Data listing

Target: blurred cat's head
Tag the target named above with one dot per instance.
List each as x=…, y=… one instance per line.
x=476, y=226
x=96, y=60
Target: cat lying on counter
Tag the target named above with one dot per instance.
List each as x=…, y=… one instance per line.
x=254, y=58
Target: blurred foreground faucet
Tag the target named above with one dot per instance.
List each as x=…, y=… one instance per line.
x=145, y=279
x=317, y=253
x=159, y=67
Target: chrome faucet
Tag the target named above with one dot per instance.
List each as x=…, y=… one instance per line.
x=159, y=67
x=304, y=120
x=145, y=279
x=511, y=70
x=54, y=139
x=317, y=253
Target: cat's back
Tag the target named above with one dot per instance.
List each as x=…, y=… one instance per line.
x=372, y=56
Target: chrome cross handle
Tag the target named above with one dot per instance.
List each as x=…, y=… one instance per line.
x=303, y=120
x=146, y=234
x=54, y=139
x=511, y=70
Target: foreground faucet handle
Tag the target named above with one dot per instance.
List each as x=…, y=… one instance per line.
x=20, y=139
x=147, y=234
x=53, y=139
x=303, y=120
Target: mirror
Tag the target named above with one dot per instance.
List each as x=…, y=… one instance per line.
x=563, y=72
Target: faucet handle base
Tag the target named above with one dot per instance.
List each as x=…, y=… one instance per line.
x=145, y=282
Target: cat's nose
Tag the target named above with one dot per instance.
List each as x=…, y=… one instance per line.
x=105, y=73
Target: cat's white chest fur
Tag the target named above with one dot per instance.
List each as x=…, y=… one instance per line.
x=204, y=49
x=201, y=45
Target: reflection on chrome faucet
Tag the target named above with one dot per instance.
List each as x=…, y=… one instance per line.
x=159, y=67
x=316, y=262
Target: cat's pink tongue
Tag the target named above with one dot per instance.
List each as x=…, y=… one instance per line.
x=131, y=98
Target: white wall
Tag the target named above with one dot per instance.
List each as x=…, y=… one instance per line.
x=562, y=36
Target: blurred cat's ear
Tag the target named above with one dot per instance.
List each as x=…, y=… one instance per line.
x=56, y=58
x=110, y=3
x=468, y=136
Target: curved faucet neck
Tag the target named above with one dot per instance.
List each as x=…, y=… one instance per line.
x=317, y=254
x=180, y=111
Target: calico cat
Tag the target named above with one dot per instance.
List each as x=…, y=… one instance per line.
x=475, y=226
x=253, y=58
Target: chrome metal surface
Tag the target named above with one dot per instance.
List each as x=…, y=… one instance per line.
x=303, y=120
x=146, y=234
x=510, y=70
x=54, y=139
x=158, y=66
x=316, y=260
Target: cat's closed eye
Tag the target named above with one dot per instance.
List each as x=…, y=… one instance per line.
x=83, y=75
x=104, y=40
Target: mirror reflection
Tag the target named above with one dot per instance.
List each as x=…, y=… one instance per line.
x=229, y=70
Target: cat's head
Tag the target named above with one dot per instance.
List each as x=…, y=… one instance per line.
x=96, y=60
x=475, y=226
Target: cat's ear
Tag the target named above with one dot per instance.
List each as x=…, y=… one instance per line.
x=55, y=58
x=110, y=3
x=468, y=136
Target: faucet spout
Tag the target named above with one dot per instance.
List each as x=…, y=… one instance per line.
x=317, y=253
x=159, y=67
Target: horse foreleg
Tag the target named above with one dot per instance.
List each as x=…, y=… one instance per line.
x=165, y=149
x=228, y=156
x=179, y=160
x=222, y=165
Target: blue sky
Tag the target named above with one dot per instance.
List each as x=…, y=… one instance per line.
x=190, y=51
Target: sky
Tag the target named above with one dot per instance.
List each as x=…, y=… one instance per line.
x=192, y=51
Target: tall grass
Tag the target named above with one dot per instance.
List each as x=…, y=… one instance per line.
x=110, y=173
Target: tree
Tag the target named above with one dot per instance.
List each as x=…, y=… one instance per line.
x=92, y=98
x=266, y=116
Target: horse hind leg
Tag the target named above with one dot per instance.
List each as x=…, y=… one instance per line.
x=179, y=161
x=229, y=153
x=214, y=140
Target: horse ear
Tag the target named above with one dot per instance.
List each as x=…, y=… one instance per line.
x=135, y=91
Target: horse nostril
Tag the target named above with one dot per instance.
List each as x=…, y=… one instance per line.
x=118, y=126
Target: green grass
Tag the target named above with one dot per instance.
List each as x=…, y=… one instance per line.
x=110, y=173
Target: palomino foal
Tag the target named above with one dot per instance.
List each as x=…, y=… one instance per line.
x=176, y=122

--- What the task asks ---
Repeat only the stretch of lines starting at the one containing "Target: mirror reflection" and running to the final line of the entries above.

--- Response for this exercise ---
Target: mirror reflection
Tag the target named above with one dot per instance.
List each as x=…, y=… one instance per line.
x=229, y=70
Target: cat's head
Tag the target named above with one dot per instance.
List each as x=…, y=… one instance per line.
x=96, y=60
x=475, y=226
Target: cat's ear
Tag the target named above with one dot per instance.
List each as x=…, y=… one instance per line.
x=55, y=58
x=110, y=3
x=468, y=136
Target: faucet spout
Tag the target named above with one dot per instance.
List each as x=…, y=… one instance per line.
x=317, y=253
x=159, y=67
Target: horse foreleg
Tag the target named above with one dot per instance.
List each as x=…, y=… one instance per line.
x=165, y=149
x=228, y=156
x=179, y=160
x=222, y=165
Target: blue sky
Tag the target named above with one dot per instance.
List each as x=…, y=… one instance per line.
x=190, y=51
Target: sky
Tag the target named above with one dot per instance.
List each as x=…, y=… one instance per line.
x=192, y=51
Target: tall grass
Tag the target named above with one dot per instance.
List each as x=…, y=… one instance per line.
x=110, y=173
Target: tree
Tag the target named above with one dot per instance.
List each as x=…, y=… one instance per line.
x=92, y=98
x=266, y=116
Target: horse hind leg
Tag the target named above with one dot per instance.
List each as x=…, y=… one instance per line.
x=179, y=161
x=229, y=153
x=214, y=140
Target: horse ear
Tag the target named above with one dot per instance.
List each as x=…, y=… one instance per line.
x=135, y=91
Target: horse nostril
Tag the target named above with one dot per instance.
List each as x=…, y=… one instance per line.
x=118, y=126
Target: green grass
Tag the target named above with one dot per instance.
List each as x=…, y=… one instance per line.
x=110, y=173
Target: palomino foal
Tag the target named above with one dot per instance.
List each as x=…, y=… one instance per line.
x=176, y=122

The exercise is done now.